--- Datos proporcionados ---
━━━━━━

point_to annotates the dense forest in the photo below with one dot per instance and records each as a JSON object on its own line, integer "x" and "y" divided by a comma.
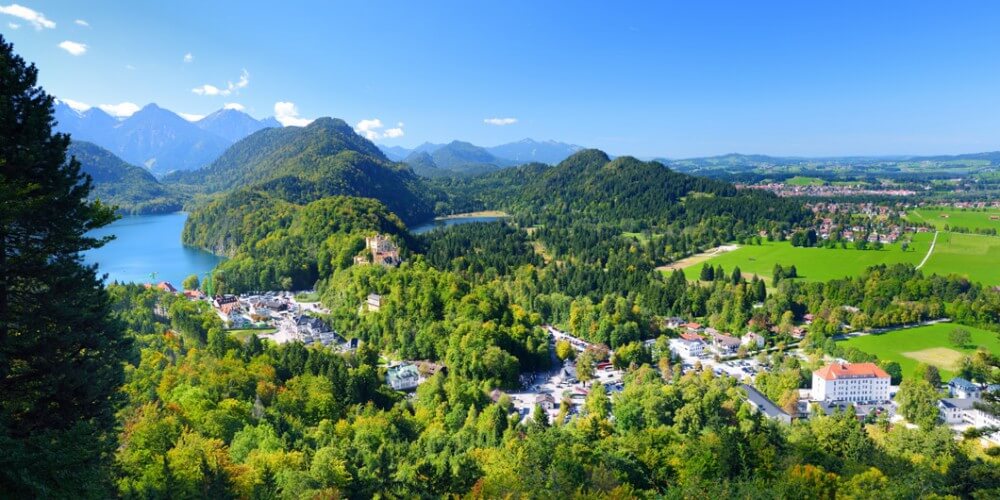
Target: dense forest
{"x": 130, "y": 391}
{"x": 303, "y": 164}
{"x": 130, "y": 188}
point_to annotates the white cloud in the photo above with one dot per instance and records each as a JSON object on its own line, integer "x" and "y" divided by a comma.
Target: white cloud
{"x": 120, "y": 110}
{"x": 76, "y": 105}
{"x": 37, "y": 19}
{"x": 500, "y": 121}
{"x": 74, "y": 48}
{"x": 288, "y": 115}
{"x": 212, "y": 90}
{"x": 207, "y": 90}
{"x": 371, "y": 129}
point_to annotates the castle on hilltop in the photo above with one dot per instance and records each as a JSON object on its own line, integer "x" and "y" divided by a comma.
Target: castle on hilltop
{"x": 379, "y": 249}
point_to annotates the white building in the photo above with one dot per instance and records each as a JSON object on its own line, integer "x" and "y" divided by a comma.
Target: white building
{"x": 752, "y": 340}
{"x": 688, "y": 346}
{"x": 858, "y": 382}
{"x": 955, "y": 410}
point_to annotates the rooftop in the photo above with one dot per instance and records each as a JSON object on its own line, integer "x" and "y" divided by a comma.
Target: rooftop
{"x": 763, "y": 404}
{"x": 857, "y": 370}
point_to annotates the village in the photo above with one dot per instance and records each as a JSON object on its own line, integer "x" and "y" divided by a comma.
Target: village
{"x": 561, "y": 391}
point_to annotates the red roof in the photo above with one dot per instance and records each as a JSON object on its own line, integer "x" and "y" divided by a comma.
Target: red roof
{"x": 229, "y": 307}
{"x": 856, "y": 370}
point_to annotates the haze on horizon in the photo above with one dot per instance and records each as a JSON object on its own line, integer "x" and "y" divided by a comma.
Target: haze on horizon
{"x": 645, "y": 79}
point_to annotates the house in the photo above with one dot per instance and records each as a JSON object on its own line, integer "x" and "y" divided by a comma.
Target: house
{"x": 962, "y": 388}
{"x": 752, "y": 340}
{"x": 546, "y": 401}
{"x": 374, "y": 302}
{"x": 688, "y": 345}
{"x": 495, "y": 395}
{"x": 402, "y": 377}
{"x": 674, "y": 322}
{"x": 857, "y": 382}
{"x": 953, "y": 410}
{"x": 725, "y": 344}
{"x": 761, "y": 404}
{"x": 381, "y": 251}
{"x": 219, "y": 300}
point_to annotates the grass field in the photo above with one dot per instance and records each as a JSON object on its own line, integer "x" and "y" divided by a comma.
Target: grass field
{"x": 925, "y": 344}
{"x": 814, "y": 264}
{"x": 974, "y": 256}
{"x": 971, "y": 219}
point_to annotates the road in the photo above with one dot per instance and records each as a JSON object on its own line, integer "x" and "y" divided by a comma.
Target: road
{"x": 929, "y": 251}
{"x": 874, "y": 331}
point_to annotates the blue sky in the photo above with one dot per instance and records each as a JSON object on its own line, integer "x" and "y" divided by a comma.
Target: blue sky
{"x": 647, "y": 79}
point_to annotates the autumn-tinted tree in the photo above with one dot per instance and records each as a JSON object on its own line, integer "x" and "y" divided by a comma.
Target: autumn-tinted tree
{"x": 60, "y": 355}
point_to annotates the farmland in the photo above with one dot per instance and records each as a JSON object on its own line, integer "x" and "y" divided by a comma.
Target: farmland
{"x": 971, "y": 255}
{"x": 952, "y": 217}
{"x": 815, "y": 264}
{"x": 925, "y": 344}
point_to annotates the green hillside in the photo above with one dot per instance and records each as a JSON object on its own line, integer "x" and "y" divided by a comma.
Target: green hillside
{"x": 303, "y": 164}
{"x": 131, "y": 188}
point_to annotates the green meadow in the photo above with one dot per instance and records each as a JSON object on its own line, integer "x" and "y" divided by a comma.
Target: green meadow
{"x": 925, "y": 344}
{"x": 814, "y": 264}
{"x": 974, "y": 256}
{"x": 970, "y": 219}
{"x": 800, "y": 180}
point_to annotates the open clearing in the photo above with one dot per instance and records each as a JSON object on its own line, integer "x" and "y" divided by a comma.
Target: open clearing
{"x": 955, "y": 217}
{"x": 941, "y": 357}
{"x": 813, "y": 264}
{"x": 974, "y": 256}
{"x": 925, "y": 344}
{"x": 698, "y": 258}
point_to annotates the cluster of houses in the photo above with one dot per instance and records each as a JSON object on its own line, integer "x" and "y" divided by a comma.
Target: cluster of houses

━━━━━━

Cambia "dot" por "mark" en el material, empezando por la línea que contiene "point_to annotates the road" y siguiendo hasta el final, y reescribe solo esas líneas con todo lo demás igual.

--- Solución redactada ---
point_to annotates the road in the photo above with one mark per instance and records each as a JSON object on its own line, integer "x" and "y" divided by a comma.
Target: road
{"x": 929, "y": 251}
{"x": 874, "y": 331}
point_to annotates the blue sky in the photo above with one mark per instance and records each as a JSON object on its own line, integer "x" and "y" divided by a comma.
Target: blue sky
{"x": 647, "y": 79}
point_to annotates the autumn-tinted tree in the photo above with one mark per instance and records each as a JSON object on its own line, integer "x" and "y" divided by a comma.
Target: autumn-tinted tree
{"x": 60, "y": 355}
point_to annotates the farmland in the photo above with one mark per instance and records each as a JSON object on its own line, integer "x" and "y" divided by a comma.
Target: farmland
{"x": 971, "y": 255}
{"x": 952, "y": 217}
{"x": 815, "y": 264}
{"x": 925, "y": 344}
point_to annotates the green hillside in the photo above with one mark per instance and records each as a JSON object on its own line, integer "x" and "y" divided by a comma.
Target: green hillside
{"x": 303, "y": 164}
{"x": 131, "y": 188}
point_to annotates the green meadow in the photo above with one mark per instance and records each as a JSON object on its own line, integer "x" and "y" divided by a comma.
Target: green meadow
{"x": 925, "y": 344}
{"x": 814, "y": 264}
{"x": 974, "y": 256}
{"x": 970, "y": 219}
{"x": 800, "y": 180}
point_to annotates the open clearing in the photo above with one mark per instance and records each as a JSON object on its own line, integer "x" and "y" divided by a comma.
Target: open clearing
{"x": 955, "y": 217}
{"x": 941, "y": 357}
{"x": 813, "y": 264}
{"x": 974, "y": 256}
{"x": 925, "y": 344}
{"x": 698, "y": 258}
point_to annotates the cluster of houses in the photo above with one mark per instance and records each as a JSON object on its own line, integer "x" and "y" divided by a comma.
Target: cluster of houses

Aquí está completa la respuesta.